Ensemble de tâches
a. Traduisez en anglais la phrase suivante du manifeste : « Les évidences sont nos ennemis intimes. »
b. Répondez à ces questions sur le manifeste :
(i) Sur quel blog le manifeste a-t-il été lu ?
(ii) Sur quel mécanisme fonctionnent les dispositifs sociaux et culturels ?
(iii) De quelles trois choses les systèmes auraient-ils besoin, d'après la question que pose le manifeste ?
c. Poursuivez le manifeste à partir de sa dernière phrase.

Texte fourni
####

Manifeste des enfants pédés - premier jet
-> Un texte lu sur l'excellent blog: Chantier politiqueDés la naissance et jusqu’à la fin de la vie, l’ensemble des dispositifs sociaux et culturels tendent à nous produire comme sujets hétérosexuels. Ces dispositifs fonctionnent sur un mécanisme usé se décomposant à vitesse grand V et qui permettait jusqu’alors à l’hétérosexualité de s’imposer en règle naturelle et transcendante sans que rien ne justifie son existence en dehors des systèmes qui la re-produisent. Les évidences sont nos ennemis intimes. Insultant notre intelligence politique, nous nous étranglons dés qu'elles nous viennent aux lèvres. Dés lors, si l’hétérosexualité était aussi évidente, si la complémentarité des sexes était aussi profondément imprimée dans les circuits de l’espèce, pourquoi ces systèmes auraient-ils besoin d’une telle propagande, de telles incitations, de tels rappels à l’ordre ? Sans parler de la répression et de l’élimination physique de tout sujet s’écartant de la norme hétéro de façon plus ou moins tordue.

####

Enregistrements fournis
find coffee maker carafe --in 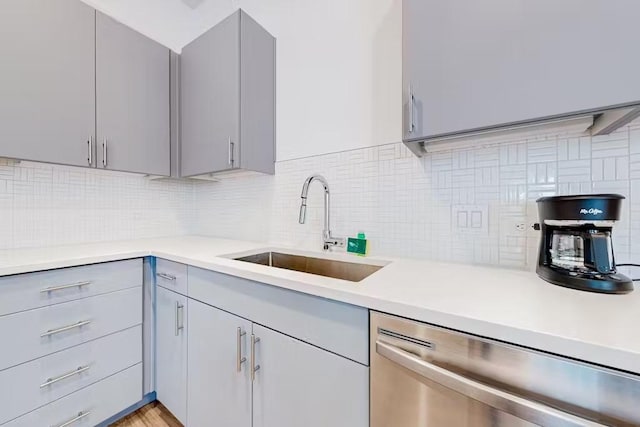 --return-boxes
[536,194,633,294]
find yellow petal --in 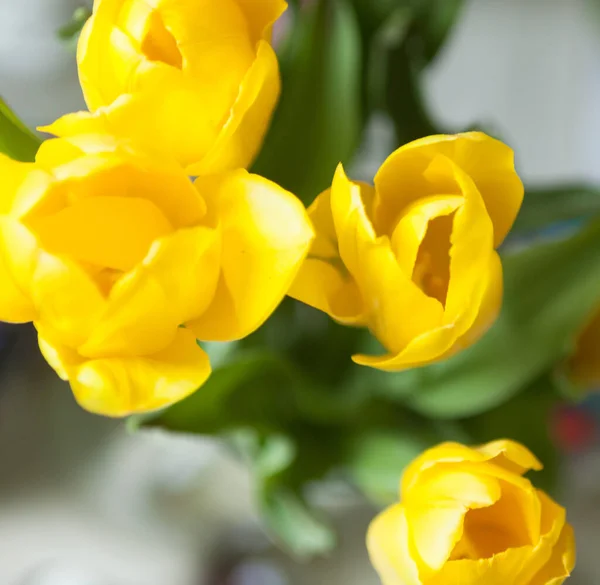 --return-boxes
[427,547,531,585]
[77,5,143,111]
[529,524,575,585]
[330,164,377,278]
[44,90,220,176]
[392,195,464,275]
[0,153,34,215]
[138,227,221,323]
[375,132,523,247]
[405,501,467,575]
[236,0,287,40]
[476,439,544,475]
[353,156,501,371]
[188,171,313,341]
[39,329,210,417]
[452,251,504,358]
[367,504,423,585]
[28,144,206,227]
[288,257,366,325]
[401,439,541,498]
[28,197,173,271]
[187,41,281,176]
[308,189,341,262]
[0,215,37,323]
[331,166,443,352]
[78,267,181,358]
[31,252,106,348]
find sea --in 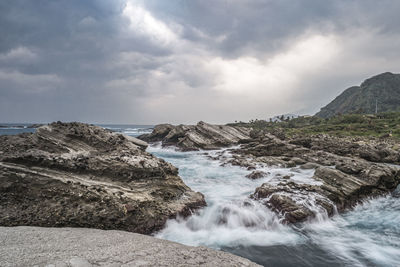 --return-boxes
[0,124,400,267]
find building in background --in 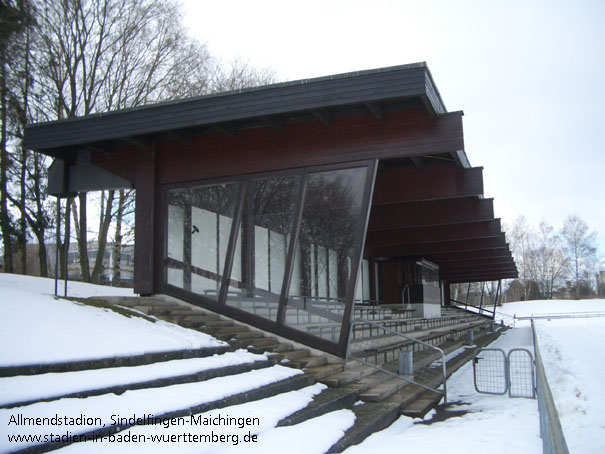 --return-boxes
[26,63,517,356]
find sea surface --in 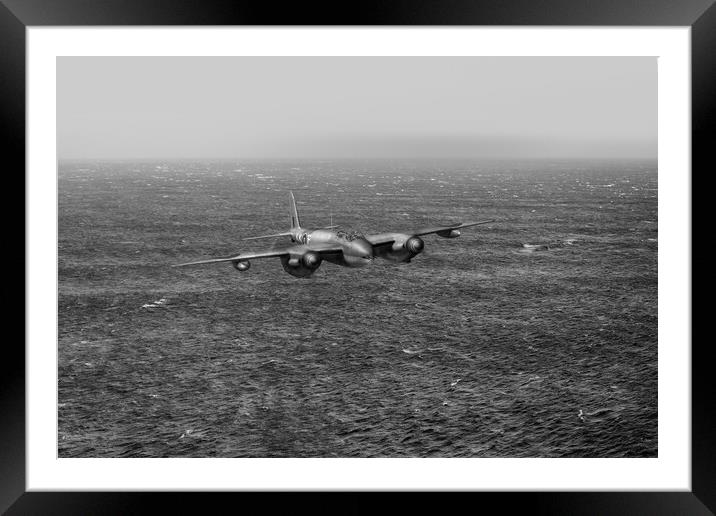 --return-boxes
[58,160,658,457]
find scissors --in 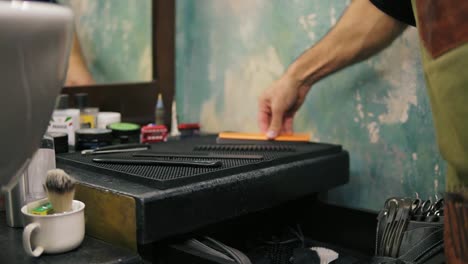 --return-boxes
[428,198,444,215]
[411,198,433,221]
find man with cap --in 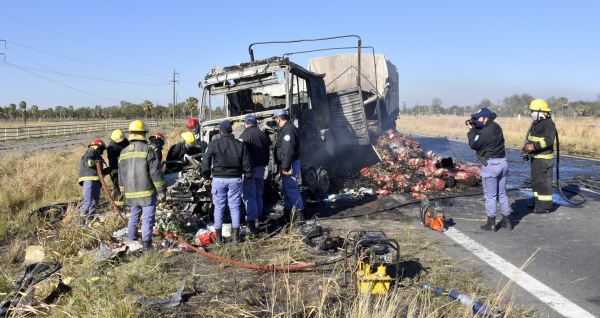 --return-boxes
[79,139,110,218]
[273,109,304,222]
[466,108,513,232]
[119,120,167,252]
[106,129,129,206]
[202,120,254,244]
[240,115,271,234]
[166,131,202,172]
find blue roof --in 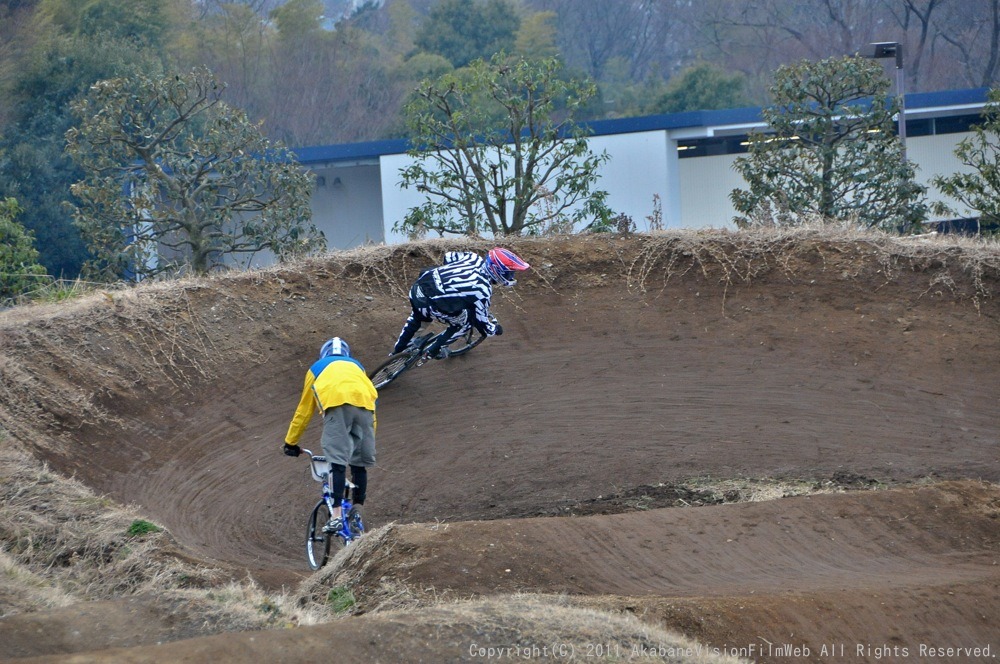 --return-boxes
[292,88,988,165]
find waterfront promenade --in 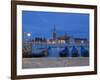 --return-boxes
[22,57,89,69]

####

Résultats par tâche
a. Self-evident truths are our intimate enemies.

b.
(i) Chantier politique.
(ii) Sur un mécanisme usé se décomposant à vitesse grand V.
(iii) D'une telle propagande, de telles incitations et de tels rappels à l'ordre.

c.
Les contextes qui autrefois pouvaient (éventuellement) justifier l’hétérosexualité obligatoire se perdent dans la nuit et ne sont plus effectifs aujourd’hui. De même, ce qui fait un homme et ce qui fait une femme, cette fiction qu’est la complémentarité des sexes au fondement de la culturelle hétérosexuelle, ce mythe est aujourd’hui mis à poil, dans sa plus totale virtualité. Ceux qui défendent encore ce système le font au nom de leur pure et simple haine : haine de tout ce qui excède leur monde, de tout ce qui déborde de leur slip, de tout ce sur quoi ils n’ont aucune prise.
Comme la plus part des enfants, j’ai tenté de m’hétérosexualiser par imitation. Notamment au travers d’observations quotidiennes très simples, très connes, comme celle que les hommes, dans la rue, se retournaient sur deux choses : les belles femmes et les belles voitures. N’ayant trouvé d’intérêt ni pour les premières, ni pour les secondes, j’éprouvais dans cette socialisation parfaitement ratée deux puissantes intuitions : d’une part que les hommes ne se retourneraient jamais sur moi dans la rue, et de l’autre, que le sexe avait plus à voir avec une panoplie d’attitudes et d’accessoires qu’avec une quelconque permanence programmée dans la vérité des corps. C’est dans cette inférence pédée, vécue dès la petite enfance, que réside notre intime conviction : la répression sexuelle et la bicatégorisation des sexes est une farce, un jeu, et puisqu’il s’agit d’un jeu, trouvons le moyen de nous en amuser plutôt que d’en crever d’ennui.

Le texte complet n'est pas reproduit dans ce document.